**Exercise**
A verbatim copy of the records is required, with all pictures left out.

BEGIN

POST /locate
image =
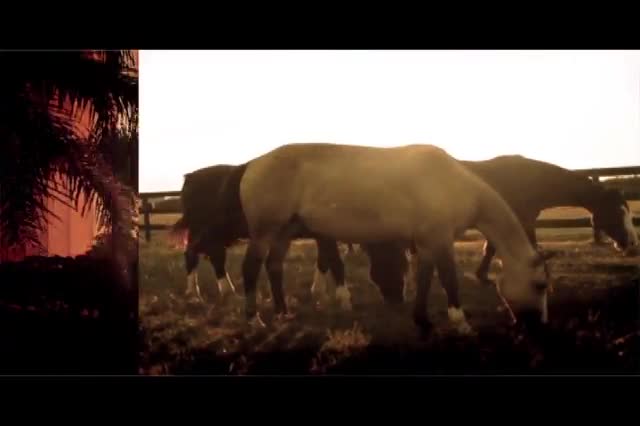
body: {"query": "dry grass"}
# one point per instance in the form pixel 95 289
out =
pixel 594 312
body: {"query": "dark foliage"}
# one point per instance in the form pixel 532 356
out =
pixel 41 136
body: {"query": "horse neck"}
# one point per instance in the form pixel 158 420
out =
pixel 554 186
pixel 498 223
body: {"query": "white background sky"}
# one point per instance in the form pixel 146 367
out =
pixel 577 109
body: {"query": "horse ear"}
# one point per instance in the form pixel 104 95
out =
pixel 542 257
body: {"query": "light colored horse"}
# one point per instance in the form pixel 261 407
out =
pixel 412 194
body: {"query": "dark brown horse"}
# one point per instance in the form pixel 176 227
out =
pixel 213 220
pixel 528 186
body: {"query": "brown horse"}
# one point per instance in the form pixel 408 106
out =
pixel 213 220
pixel 414 194
pixel 528 186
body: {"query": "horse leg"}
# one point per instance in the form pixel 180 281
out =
pixel 253 260
pixel 424 277
pixel 191 264
pixel 445 262
pixel 482 273
pixel 274 267
pixel 387 264
pixel 530 230
pixel 319 286
pixel 217 256
pixel 336 289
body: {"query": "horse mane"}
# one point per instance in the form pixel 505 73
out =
pixel 211 200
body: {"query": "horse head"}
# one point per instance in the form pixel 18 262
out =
pixel 523 288
pixel 613 216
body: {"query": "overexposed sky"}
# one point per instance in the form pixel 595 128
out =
pixel 577 109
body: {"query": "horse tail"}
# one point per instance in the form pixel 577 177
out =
pixel 179 234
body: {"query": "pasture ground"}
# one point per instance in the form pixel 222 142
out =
pixel 594 312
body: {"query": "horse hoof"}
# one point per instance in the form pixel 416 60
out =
pixel 256 322
pixel 423 323
pixel 343 297
pixel 194 299
pixel 465 329
pixel 485 281
pixel 284 317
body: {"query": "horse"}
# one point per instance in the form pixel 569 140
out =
pixel 213 221
pixel 413 195
pixel 530 186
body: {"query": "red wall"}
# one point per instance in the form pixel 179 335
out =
pixel 71 235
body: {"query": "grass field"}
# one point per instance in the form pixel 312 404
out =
pixel 594 312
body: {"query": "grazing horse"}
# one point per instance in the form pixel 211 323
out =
pixel 416 194
pixel 213 220
pixel 528 186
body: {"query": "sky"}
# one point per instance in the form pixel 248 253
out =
pixel 576 109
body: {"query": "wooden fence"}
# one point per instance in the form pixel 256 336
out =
pixel 595 174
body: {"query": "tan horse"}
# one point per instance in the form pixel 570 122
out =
pixel 412 194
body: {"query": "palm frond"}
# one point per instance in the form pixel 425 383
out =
pixel 42 95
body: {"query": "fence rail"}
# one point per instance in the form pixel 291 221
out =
pixel 147 208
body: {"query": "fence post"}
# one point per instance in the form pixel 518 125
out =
pixel 146 210
pixel 598 235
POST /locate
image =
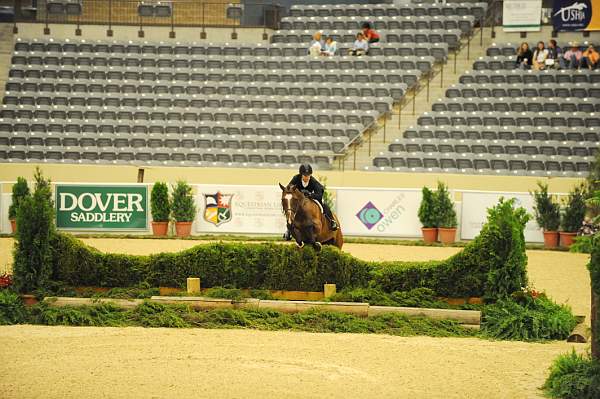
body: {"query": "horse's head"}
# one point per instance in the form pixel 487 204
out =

END

**Task solution**
POST /locate
image =
body: {"query": "dry grass"}
# one point per instance in the form pixel 95 289
out =
pixel 594 312
body: {"query": "dark foliage"}
# one point per instance in the form pixel 532 356
out =
pixel 41 136
body: {"query": "horse neck"}
# one point per instance in the form pixel 158 420
out =
pixel 554 186
pixel 498 223
body: {"query": "white background sky"}
# one point per instance in the form pixel 146 367
out =
pixel 577 109
body: {"query": "horse ear"}
# one point per instance in the form pixel 104 95
out =
pixel 542 257
body: {"query": "light colored horse"}
# one point per instance in the form pixel 261 407
out =
pixel 412 194
body: {"query": "dark brown horse"}
# one point per instance in the form pixel 176 227
out =
pixel 213 220
pixel 528 186
body: {"query": "brown horse"}
# one point per instance in the form pixel 408 106
out =
pixel 213 220
pixel 414 194
pixel 528 186
body: {"query": "horse leg"}
# one point per instance in the form pixel 180 281
out =
pixel 253 260
pixel 424 277
pixel 191 264
pixel 445 262
pixel 482 273
pixel 274 267
pixel 387 264
pixel 530 230
pixel 319 286
pixel 217 256
pixel 336 289
body: {"query": "horse mane"}
# one point per instance in the form pixel 505 73
out =
pixel 211 200
body: {"query": "horse head"}
# one point per instance in the form pixel 18 262
out =
pixel 523 288
pixel 613 216
body: {"query": "overexposed sky"}
# one point per instance in the form pixel 595 128
out =
pixel 577 109
body: {"query": "horse tail"}
# one point per instance in the form pixel 577 177
out =
pixel 179 234
body: {"query": "pasture ground"}
# one point per instance in the form pixel 222 142
out =
pixel 594 312
body: {"query": "horse hoof"}
# one point per instance in the form pixel 416 60
out =
pixel 256 322
pixel 423 323
pixel 343 297
pixel 194 299
pixel 465 329
pixel 485 281
pixel 284 317
body: {"query": "horse"}
# one point per instance in the form pixel 569 140
out =
pixel 213 221
pixel 413 195
pixel 530 186
body: {"query": "red wall"}
# one point per instance in the form pixel 179 335
out =
pixel 71 235
body: {"query": "grass field"}
# one point per instance in the form pixel 312 404
out =
pixel 594 312
body: {"query": "grazing horse"}
# one point per instance in the form pixel 211 323
out =
pixel 416 194
pixel 213 220
pixel 528 186
body: {"query": "sky"}
# one point per instance in the form pixel 248 253
out =
pixel 576 109
body: {"query": "wooden fence"}
# one point per instance in the form pixel 256 336
out =
pixel 595 174
body: {"query": "tan horse"}
# one point per instance in the form pixel 570 122
out =
pixel 412 194
body: {"query": "palm frond"}
# one point per instance in the form pixel 425 383
out =
pixel 42 95
body: {"query": "fence rail"}
# one point per instance in the form pixel 291 221
out =
pixel 147 208
body: {"query": "fence post"}
# one point per instance in the form pixel 518 125
out =
pixel 146 210
pixel 598 235
POST /locate
image =
body: {"query": "horse's head"}
# one point per instance in the form pixel 487 204
out =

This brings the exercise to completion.